* [Material provided]:
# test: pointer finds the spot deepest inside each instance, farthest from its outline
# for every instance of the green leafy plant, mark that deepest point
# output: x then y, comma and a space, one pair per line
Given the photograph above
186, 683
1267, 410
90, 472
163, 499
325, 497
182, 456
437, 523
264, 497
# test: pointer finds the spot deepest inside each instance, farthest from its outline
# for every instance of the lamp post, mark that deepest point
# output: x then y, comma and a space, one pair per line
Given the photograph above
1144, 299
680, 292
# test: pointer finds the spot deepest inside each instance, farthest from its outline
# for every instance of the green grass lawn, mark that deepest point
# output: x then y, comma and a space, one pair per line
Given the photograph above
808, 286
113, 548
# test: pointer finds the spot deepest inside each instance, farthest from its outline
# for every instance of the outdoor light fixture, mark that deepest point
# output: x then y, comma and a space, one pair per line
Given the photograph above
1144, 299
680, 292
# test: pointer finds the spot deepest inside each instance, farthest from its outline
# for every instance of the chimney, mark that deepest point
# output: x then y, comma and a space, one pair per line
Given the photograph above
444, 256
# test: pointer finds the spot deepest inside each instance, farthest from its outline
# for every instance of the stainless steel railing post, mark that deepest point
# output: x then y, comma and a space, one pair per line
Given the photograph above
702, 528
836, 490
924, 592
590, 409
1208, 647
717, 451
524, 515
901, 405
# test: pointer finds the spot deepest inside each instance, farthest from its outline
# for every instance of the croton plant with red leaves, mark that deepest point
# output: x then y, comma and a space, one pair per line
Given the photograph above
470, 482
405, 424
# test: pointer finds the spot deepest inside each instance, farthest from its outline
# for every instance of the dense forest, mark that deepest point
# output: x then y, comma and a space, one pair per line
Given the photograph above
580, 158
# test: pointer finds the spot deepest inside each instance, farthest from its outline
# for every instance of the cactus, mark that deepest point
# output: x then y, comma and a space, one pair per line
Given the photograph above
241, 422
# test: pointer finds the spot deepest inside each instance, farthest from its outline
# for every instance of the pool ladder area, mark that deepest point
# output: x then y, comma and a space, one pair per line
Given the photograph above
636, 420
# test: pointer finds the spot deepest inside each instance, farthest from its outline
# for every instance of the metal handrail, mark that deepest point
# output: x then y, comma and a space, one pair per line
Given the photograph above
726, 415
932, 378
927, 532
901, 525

* [Short task]: Please reproduce all of the entries exactly as they stand.

* [The response]:
# test: pointer finds the spot deepest inside each instance, farthest from its outline
# for every instance of the green leafy plant, mark that deepest point
# output: x then y, comma and a space, one pair per line
Given the photograph above
186, 683
1267, 410
90, 472
163, 499
325, 497
182, 456
437, 523
264, 497
# test: pointer finds the spot deepest inside each instance, farthest from its outline
# for every instance of the lamp post, mark that deepest point
# output: x then y, comma and a space, one pair per line
Given the photograph above
1144, 299
680, 292
# test: pointer finds the spot deepest inside each instance, farthest from its outline
# for every instance of the green grass lawn, mark that deepest point
# output: x then y, comma and a space, one pair per line
Given the photograph above
808, 286
113, 548
# test: pointer finds the spot deepest inside each instance, farthest from its outline
# for every instance of the outdoor light fixture, mark that deepest point
# output: x then y, comma and a space, one pair per line
Given the photograph above
1144, 299
680, 292
# test: pointer finds the spot deepest inside each instance, farthest from its outline
# for every instance of the chimney, mark that deepest point
# output: x then y, comma and a space, one pair per line
Given the photograph above
444, 256
# test: pointer finds the spot deepest inside each instance, farthest from its outline
# for every instance of the stainless steel railing post, mark that deepest point
# output: x then y, comma and a space, one pair per line
Given the photograph above
702, 528
836, 490
924, 592
590, 409
1208, 647
717, 451
524, 515
901, 405
# test: pointer finds the spot deepest inside each instance, farthest from its outline
# for every instance of the croton plant with red leaves, mark that deepest point
# output: x then y, comma and a space, one pair per line
Given the photograph above
470, 482
405, 424
# test: pointer finds the spot deepest inside each instance, farthest from its outline
# for every instance of the dense forest, mark that deepest point
# output: x then y, comma and a space, one pair per line
Given the photograph above
580, 158
# test: pointer finds the spot deepest inside each instance, farthest from its outline
# for every instance of the cactus, mark that deepest point
# output: x then y, comma and a space, one pair per line
Given the photograph above
241, 422
# test: pointer finds the spot deepest inside each instance, farthest from its outline
# for every instance of the pool ladder area, mark that deepest point
# output: x then y, comma and a space, one pair per line
Given the photograph above
636, 420
# test: pointer finds the spot deepest inside each instance, farthest from its outline
# for every instance of the metal handrail, mark that deepest point
# output: x then y, comma and a space, one pair per line
Given the photograph above
726, 415
932, 378
927, 532
901, 525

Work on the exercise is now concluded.